** START PASSAGE **

SECTION 4.  ELIGIBILITY AND PARTICIPATION

        Officers, employees and members of the Board of Directors of the
Corporation shall be eligible to participate in the Plan. The Participants under
the Plan shall be selected from time to time by the Board of Directors, in its
sole discretion, from among those eligible, and the Board shall determine in its
sole discretion the numbers of shares to be covered by the Option or Options
granted to each Participant.



Options intended to qualify as Incentive Stock Options shall be granted only to
persons who are eligible to receive such options under Section 422 of the Code.

SECTION 5.  SHARES OF STOCK AVAILABLE FOR OPTIONS

        (a) The maximum number of shares of Common Stock which may be issued and
purchased pursuant to Options granted under the Plan is 150,000, subject to the
adjustments as provided in Section 5 and Section 9, to the extent applicable. If
an Option granted under this Plan expires or terminates before exercise or is
forfeited for any reason, without a payment in the form of Common Stock being
granted to the Participant, the shares of Common Stock subject to such Option,
to the extent of such expiration, termination or forfeiture, shall again be
available for subsequent Option grant under Plan. Shares of Common Stock issued
under the Plan may consist in whole or in part of authorized but unissued shares
or treasury shares.

        (b) In the event that the Board of Directors determines, in its sole
discretion, that any stock dividend, stock split, reverse stock split or
combination, extraordinary cash dividend, creation of a class of equity
securities, recapitalization, reclassification, reorganization, merger,
consolidation, split-up, spin-off, combination, exchange of shares, warrants or
rights offering to purchase Common Stock at a price substantially below Fair
Market Value, or other similar transaction affects the Common Stock such that an
adjustment is required in order to preserve the benefits or potential benefits
intended to be granted or made available under the Plan to Participants, the
Board shall have the right to proportionately and appropriately adjust equitably
any or all of (i) the maximum number and kind of shares of Common Stock in
respect of which Options may be granted under the Plan to Participants, (ii) the
number and kind of shares of Common Stock subject to outstanding Options held by
Participants, and (iii) the exercise price with respect to any Options held by
Participants, without changing the aggregate purchase price as to which such
Options remains exercisable, and if considered appropriate, the Board may make
provision for a cash payment with respect to any outstanding Options held by a
Participant, provided that no adjustment shall be made pursuant to this Section
if such adjustment would cause the Plan to fail to comply with Section 422 of
the Code with regard to any Incentive Stock Options granted hereunder. No
fractional Shares shall be issued on account of any such adjustment.

        (c) Any adjustments under this Section will be made by the Board of
Directors, whose determination as to what adjustments, if any, will be made and
the extent thereof will be final, binding and conclusive.

SECTION 6.  NON-QUALIFIED STOCK OPTIONS

        6.1 GRANT OF NON-QUALIFIED STOCK OPTIONS.

        The Board of Directors may, from time to time, grant Non-Qualified Stock
Options to Participants upon such terms and conditions as the Board of Directors
may determine. Non-Qualified Stock Options granted under this Plan are subject
to the following terms and conditions:

        (a) PRICE. The purchase price per share of Common Stock deliverable upon
the exercise of each Non-Qualified Stock Option shall be determined by the Board
of Directors on the date the option is granted. Such purchase price shall not be
less than eighty-five percent (85%) of the Fair Market Value of the Common Stock
on the date of grant. Shares may be purchased only upon full payment of the
purchase price. Payment of the purchase price may be made, in whole or in part,
through the surrender of shares of the Common Stock at the Fair Market Value of
such shares on the date of surrender.

** END PASSAGE **

● THE REQUEST:
Transcribe verbatim everything in the stock option plan excerpt from "(a) The maximum" down to "or treasury shares.".

** START DATASET **

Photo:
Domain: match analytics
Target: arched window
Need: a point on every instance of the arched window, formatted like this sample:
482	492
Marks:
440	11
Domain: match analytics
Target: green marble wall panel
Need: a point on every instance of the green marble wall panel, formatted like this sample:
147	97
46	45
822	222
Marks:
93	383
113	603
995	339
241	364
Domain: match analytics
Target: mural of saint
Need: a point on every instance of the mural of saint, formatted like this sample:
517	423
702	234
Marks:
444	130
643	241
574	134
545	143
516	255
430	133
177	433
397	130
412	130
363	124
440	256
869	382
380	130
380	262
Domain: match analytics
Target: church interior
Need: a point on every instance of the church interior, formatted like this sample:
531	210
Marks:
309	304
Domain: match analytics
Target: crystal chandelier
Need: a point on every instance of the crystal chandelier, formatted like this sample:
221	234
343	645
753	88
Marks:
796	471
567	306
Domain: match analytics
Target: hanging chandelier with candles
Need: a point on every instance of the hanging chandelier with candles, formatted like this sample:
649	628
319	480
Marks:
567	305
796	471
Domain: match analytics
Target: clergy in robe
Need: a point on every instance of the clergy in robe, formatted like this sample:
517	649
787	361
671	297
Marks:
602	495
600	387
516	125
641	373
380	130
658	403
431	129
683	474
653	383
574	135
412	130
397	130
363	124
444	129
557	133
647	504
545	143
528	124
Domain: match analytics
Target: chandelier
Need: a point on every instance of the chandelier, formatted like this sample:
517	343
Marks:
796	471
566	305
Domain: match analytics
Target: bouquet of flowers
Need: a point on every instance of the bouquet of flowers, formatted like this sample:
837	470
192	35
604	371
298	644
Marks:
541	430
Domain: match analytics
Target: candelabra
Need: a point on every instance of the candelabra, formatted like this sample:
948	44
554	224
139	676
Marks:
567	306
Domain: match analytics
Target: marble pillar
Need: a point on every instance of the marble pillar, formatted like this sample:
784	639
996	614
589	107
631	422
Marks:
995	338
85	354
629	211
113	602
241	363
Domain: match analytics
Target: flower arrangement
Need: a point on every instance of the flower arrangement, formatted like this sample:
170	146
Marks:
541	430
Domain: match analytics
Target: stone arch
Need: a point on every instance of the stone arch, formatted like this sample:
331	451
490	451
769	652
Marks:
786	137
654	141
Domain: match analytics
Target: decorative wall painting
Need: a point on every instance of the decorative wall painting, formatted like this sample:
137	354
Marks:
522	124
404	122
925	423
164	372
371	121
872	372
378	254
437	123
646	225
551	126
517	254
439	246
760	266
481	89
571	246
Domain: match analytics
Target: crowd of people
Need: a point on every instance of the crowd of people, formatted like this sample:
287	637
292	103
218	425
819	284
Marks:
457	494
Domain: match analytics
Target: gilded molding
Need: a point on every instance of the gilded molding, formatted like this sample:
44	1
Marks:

** END DATASET **

● SOLUTION BELOW:
(a) The maximum number of shares of Common Stock which may be issued and
purchased pursuant to Options granted under the Plan is 150,000, subject to the
adjustments as provided in Section 5 and Section 9, to the extent applicable. If
an Option granted under this Plan expires or terminates before exercise or is
forfeited for any reason, without a payment in the form of Common Stock being
granted to the Participant, the shares of Common Stock subject to such Option,
to the extent of such expiration, termination or forfeiture, shall again be
available for subsequent Option grant under Plan. Shares of Common Stock issued
under the Plan may consist in whole or in part of authorized but unissued shares
or treasury shares.